[Start PROVIDED TEXT]

In 1560 Palladio designed for Bernardo Schio the fa?ade of his house in Vicenza, in the neighbourhood of the Ponte Pusterla. Since Palladio was occupied in these years with a series of Venetian projects which required his almost permanent presence in the capital, his supervision of the building works on the Palazzo Schio became so distracted that the master-mason charged with its execution interrupted works for want of any clear instructions. After Bernardo’s death his widow showed no interest in concluding the works, which were only completed by Bernardo’s brother Fabrizio, in 1574-1575, after the stones and other construction materials had long lain piled up in the villa’s courtyard.


----------



## Niceforo (Jul 19, 2009)

Chiesa di Santa Maria Nova 


In 1578 the Vicentine noble Lodovico Trento earmarked a sizeable sum of money for the reconstruction of a small church attached to the convent of the Augustinian nuns of Santa Maria Nova in Borgo Porta Nuova, west of the city. By 1590, twelve years later, the church had been completed and was decorated with canvases by foremost artists like Maffei, the Maganza, Andrea Vicentino, and Carpioni. The convent, constructed from 1539 onwards, was amongst the most important in the city and hosted numerous daughters from the aristocratic families of Vicenza, such as the Valmarana, Piovene, Angarano, Revese, Garzadori and Monza.
Although neither documents nor autograph drawings exist to prove Palladio’s authorship of the church, it seems very probable that the building resulted from a project he had drawn up around 1578 and was then realised (after Palladio’s death in 1580) under the supervision of the capomastro Domenico Groppino, whose name appears in the relevant documentation. Furthermore, in 1583, Montano Barbarano — the patron of Palladio’s palace in the Contra’ Porti — also set aside a notable amount of money for the construction of the church of the convent which accommodated his two daughters, and Domenico Groppino is known to have been Montano’s tried and trusted builder.
The evidence of the architecture itself excludes the possibility that Groppino, a simple capomastro, could have been the church’s designer. The church has a single nave, in the form of an ancient temple cella, entirely bounded by engaged Corinthian columns on plinths: quite close in appearance to the Roman temple at Nîmes which Palladio had drawn in the Quattro Libri.
It would be most difficult to distance the name of Andrea Palladio from the power, but also inventive freedom, of this interior and also of its façade, if for no other reason than the fact that a simple imitator would have operated within a much more conventional register. Certain errors and uncertainties of construction should probably be ascribed to Groppino.


----------



## Shezan (Jun 21, 2007)

lovely :cheers:


----------



## Niceforo (Jul 19, 2009)

Finora abbiamo soltanto giocato, adesso arrivano i pezzi da 90:gunz:

Loggia del Capitanio 

When one compares the Gothic arches of the Palazzo Ducale in Venezia to the loggias of Palladio’s Basilica, inspired by the classical language of ancient Rome (and even more if one compares the Cinquecento palaces of Vicenza with those on the Grand Canal) the Vicentines’ desire to emphasise a cultural autonomy from the architectural models of La Serenissima becomes quite clear. Nevertheless, twenty years later, when the Citizen Council commissioned for the same piazza the refacing of the official residence of the Venetian Captaincy, the military head in charge of the city on behalf of the Venetian Republic, Palladio would still be the protagonist of the undertaking, and the contest, if any, was between two extraordinary architectures rising one in front of the other.

[End PROVIDED TEXT]
[Start DATA]

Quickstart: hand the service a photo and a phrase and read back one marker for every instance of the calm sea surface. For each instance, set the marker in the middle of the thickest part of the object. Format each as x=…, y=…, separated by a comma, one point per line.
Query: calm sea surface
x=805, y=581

[End DATA]

= EXERCISES TO COMPLETE =
1 > In the text on Palladio's buildings in Vicenza, change "inventive freedom" to "creative freedom" and give the passage between "It would be" and "ascribed to Groppino.", inclusive.
2 > Write what comes next in the text on Palladio's buildings in Vicenza, beginning after its final sentence.

= ANSWERS TO THE TASKS =
1 >
It would be most difficult to distance the name of Andrea Palladio from the power, but also creative freedom, of this interior and also of its façade, if for no other reason than the fact that a simple imitator would have operated within a much more conventional register. Certain errors and uncertainties of construction should probably be ascribed to Groppino.

2 >
It is extremely rare that any architect has the possibility to intervene twice in the same place, with an interval of twenty years. The young architect of the Basilica, then still under the supervision of Giovanni da Porlezza, was by now the celebrated author of several important buildings: churches, palaces and villas for the dominant élite of the Veneto. Palladio chose that the two buildings not converse: confronting the purism of the Basilica’s double-storey arcades (in white stone and devoid of decoration, if one ignores the design of architectural elements like the frieze, keystones and statues) are the Loggia’s colossal engaged Composite columns stemming the tide of very rich stucco decorations.
Both the use of the giant order and this decorative richness are twin traits peculiar to Palladio’s language in the last decade of his life. However, the chromatic contrast between the white of the stone and the red of the brick (even though desired by Palladio in the Convento della Carità in Venice) is only the product of the original surfaces’ degradation: ample remains of the light stucco which once covered the bricks are still quite visible, just below the great Composite capitals.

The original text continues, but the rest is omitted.